> **Exercise text**:
====================
Kolkata, the City of Joy, is choking. The romantic winter mist that once defined its December charm has been unmasked as a dangerous blanket of particulate pollution. While political energies are consumed by election campaigns and identity politics, a silent, slow-burning emergency engulfs the city's skies, with real-time data painting a grim picture of neglect.
The Data Doesn't Lie: A City Gasping for Air
Machines monitoring Kolkata's atmosphere are delivering alarming readings. Real-time data from air-quality stations around the Victoria Memorial belt consistently shows air slipping into the 'very poor' category. The situation peaked dramatically on December 12, 2025, when the Air Quality Index (AQI) hit a severe 366. This is not an isolated spike but part of a persistent pattern.
The drivers of this pollution are multifaceted. Dust from relentless roadwork and foot traffic, dry soil, and the winter meteorological phenomenon known as inversion—which traps pollutants close to the ground—combine to create a toxic mix. According to a 2019 source-apportionment study by CSIR-NEERI, commissioned by the West Bengal Pollution Control Board (WBPCB), the winter pollution pie is divided starkly: secondary aerosols contribute 32%, vehicles 25%, wood burning 15%, and coal 9%.
A Political Vacuum Amidst an Election Climate
As West Bengal marches towards another Assembly election, the campaign climate is thick with debates over central-state relations, identity, and religious narratives. However, the quality of the air citizens breathe is conspicuously absent from mainstream political rhetoric. Smog lacks a dramatic 'moment'; it is a creeping catastrophe, making it easy for authorities to sideline.
====================
> **Supplied data**:
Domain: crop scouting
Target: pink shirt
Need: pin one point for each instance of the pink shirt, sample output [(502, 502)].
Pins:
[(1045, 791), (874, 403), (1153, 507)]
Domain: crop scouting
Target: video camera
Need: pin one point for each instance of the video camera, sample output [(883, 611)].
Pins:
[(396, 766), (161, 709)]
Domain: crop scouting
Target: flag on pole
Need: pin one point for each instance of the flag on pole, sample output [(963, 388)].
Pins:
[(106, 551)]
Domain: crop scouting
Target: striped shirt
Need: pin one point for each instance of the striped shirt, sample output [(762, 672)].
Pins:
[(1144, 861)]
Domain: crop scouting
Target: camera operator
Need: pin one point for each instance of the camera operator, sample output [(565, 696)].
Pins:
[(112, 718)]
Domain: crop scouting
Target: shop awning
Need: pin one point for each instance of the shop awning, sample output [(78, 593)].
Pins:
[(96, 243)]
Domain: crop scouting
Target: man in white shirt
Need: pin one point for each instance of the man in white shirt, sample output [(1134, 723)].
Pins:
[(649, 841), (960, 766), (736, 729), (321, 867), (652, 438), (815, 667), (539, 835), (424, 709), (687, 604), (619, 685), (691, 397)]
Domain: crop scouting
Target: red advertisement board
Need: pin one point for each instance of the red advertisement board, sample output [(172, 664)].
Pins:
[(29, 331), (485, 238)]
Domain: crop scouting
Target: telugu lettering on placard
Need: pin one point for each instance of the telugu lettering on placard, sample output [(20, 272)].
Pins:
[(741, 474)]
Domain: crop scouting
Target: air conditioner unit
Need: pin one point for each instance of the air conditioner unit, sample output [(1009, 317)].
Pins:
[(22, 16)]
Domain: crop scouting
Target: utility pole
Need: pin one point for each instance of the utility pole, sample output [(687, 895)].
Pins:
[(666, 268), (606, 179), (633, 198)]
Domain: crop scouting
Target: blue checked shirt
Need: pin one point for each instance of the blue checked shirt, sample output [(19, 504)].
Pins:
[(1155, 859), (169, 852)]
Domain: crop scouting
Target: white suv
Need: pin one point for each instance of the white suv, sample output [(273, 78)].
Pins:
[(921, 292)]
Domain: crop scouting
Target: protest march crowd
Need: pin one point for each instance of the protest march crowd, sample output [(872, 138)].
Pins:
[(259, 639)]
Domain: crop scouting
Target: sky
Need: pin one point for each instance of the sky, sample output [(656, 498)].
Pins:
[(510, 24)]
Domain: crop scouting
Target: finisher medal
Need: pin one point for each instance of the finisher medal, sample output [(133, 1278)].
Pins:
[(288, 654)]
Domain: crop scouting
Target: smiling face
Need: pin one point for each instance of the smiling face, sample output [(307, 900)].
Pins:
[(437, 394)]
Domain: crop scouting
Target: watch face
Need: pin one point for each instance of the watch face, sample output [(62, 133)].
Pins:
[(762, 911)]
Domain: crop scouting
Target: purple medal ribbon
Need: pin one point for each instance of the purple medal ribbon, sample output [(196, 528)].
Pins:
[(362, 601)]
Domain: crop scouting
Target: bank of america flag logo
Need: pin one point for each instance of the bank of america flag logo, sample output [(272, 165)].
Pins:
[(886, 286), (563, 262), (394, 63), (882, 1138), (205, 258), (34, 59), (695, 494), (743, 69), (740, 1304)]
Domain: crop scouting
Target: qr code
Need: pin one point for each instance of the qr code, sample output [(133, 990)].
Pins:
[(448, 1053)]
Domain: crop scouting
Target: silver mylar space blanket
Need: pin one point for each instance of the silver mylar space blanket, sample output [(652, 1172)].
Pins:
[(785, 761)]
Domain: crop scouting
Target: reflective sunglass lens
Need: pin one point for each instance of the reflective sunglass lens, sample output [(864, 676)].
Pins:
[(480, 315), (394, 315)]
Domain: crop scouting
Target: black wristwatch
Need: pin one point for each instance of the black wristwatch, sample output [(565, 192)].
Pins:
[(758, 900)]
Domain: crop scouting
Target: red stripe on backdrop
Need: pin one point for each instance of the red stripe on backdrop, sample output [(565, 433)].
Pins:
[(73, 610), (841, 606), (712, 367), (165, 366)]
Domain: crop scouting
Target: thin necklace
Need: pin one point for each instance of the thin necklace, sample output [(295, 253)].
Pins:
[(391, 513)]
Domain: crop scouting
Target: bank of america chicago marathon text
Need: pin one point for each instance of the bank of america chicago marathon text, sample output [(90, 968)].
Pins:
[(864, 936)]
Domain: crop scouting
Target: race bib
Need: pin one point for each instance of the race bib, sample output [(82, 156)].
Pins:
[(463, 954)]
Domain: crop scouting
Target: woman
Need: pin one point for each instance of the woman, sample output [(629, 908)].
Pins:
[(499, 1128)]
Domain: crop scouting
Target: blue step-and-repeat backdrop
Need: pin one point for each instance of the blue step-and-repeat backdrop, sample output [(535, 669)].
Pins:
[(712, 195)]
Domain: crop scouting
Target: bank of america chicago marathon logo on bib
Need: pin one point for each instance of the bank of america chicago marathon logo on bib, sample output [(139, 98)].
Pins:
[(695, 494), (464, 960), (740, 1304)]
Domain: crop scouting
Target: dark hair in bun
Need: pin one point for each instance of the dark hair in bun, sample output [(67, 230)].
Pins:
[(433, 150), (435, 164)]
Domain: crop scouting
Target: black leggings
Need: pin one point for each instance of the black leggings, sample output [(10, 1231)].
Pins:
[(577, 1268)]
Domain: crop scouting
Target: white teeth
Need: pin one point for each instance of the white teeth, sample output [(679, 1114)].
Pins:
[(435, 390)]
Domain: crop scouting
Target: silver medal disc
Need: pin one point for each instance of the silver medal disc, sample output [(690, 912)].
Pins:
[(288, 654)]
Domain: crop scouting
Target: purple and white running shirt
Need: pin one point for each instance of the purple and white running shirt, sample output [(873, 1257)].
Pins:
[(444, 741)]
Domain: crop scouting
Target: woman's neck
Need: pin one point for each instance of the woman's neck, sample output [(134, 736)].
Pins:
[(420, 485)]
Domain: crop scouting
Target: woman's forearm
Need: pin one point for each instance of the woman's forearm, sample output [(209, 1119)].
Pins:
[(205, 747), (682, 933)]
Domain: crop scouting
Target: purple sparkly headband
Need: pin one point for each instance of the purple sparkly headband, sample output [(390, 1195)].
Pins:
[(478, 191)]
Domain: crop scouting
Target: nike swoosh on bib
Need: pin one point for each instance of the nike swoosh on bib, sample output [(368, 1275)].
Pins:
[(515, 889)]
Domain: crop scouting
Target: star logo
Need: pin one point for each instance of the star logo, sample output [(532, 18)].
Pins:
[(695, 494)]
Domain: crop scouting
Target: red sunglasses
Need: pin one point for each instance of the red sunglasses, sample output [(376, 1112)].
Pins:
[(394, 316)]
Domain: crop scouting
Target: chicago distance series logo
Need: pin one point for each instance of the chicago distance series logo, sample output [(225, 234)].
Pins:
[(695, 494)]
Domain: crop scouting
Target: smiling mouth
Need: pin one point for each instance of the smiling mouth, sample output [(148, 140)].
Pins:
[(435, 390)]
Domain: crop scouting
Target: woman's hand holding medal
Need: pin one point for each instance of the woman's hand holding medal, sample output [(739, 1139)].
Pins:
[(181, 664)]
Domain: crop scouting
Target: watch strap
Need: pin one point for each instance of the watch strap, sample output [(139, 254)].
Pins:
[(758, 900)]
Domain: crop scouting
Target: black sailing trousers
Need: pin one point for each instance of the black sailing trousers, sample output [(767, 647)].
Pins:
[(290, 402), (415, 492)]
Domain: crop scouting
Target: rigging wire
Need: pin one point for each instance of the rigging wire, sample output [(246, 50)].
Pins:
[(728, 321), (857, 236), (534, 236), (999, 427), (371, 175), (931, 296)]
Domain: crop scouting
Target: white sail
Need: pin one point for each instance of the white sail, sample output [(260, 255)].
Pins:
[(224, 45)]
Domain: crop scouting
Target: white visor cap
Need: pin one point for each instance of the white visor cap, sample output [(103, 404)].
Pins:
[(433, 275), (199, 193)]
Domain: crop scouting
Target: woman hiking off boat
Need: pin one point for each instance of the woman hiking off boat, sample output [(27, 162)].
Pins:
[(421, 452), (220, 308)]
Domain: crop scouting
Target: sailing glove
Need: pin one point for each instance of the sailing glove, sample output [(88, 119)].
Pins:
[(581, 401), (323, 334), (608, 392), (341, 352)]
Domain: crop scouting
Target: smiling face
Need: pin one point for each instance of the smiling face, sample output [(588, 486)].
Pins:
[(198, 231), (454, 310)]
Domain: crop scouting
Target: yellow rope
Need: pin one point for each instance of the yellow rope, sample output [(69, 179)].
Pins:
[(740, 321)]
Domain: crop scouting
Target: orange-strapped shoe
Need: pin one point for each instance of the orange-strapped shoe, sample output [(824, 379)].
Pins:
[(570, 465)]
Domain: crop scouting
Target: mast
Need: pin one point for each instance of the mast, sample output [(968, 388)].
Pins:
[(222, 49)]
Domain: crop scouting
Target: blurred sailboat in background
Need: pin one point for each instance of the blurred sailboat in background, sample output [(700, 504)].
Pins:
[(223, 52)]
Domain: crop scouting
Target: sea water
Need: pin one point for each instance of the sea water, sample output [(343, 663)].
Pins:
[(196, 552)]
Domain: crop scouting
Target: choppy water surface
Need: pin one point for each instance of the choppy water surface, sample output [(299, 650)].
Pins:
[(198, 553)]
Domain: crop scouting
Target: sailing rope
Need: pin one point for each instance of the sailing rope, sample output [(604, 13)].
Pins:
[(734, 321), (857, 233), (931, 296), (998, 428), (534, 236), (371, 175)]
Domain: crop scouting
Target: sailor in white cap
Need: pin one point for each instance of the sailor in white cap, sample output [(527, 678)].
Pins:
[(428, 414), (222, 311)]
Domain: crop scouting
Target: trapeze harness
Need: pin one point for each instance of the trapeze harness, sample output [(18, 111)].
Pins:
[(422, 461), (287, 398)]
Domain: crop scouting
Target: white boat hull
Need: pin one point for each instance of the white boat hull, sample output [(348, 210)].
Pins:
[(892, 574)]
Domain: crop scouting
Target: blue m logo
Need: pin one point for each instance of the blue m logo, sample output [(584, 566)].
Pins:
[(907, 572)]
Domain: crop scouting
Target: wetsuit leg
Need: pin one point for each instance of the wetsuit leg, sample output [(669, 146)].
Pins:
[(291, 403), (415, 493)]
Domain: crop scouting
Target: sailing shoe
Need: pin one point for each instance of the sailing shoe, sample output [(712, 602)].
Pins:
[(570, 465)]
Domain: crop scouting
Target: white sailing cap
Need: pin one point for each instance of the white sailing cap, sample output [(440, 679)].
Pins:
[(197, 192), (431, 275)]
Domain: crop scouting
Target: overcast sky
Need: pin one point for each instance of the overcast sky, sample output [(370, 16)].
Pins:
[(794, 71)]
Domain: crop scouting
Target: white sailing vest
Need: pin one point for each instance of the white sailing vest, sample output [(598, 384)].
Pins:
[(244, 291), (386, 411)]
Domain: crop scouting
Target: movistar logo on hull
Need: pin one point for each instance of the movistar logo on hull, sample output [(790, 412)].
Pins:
====================
> **Explore the material**:
A. In the Kolkata air-pollution article, begin at the words "A Political Vacuum" and stop after "authorities to sideline.", substituting "residents" for "citizens".
B. According to the Kolkata air-pollution article, what Air Quality Index value was recorded on December 12, 2025?

> **Solutions per task**:
A.
A Political Vacuum Amidst an Election Climate
As West Bengal marches towards another Assembly election, the campaign climate is thick with debates over central-state relations, identity, and religious narratives. However, the quality of the air residents breathe is conspicuously absent from mainstream political rhetoric. Smog lacks a dramatic 'moment'; it is a creeping catastrophe, making it easy for authorities to sideline.

B. 366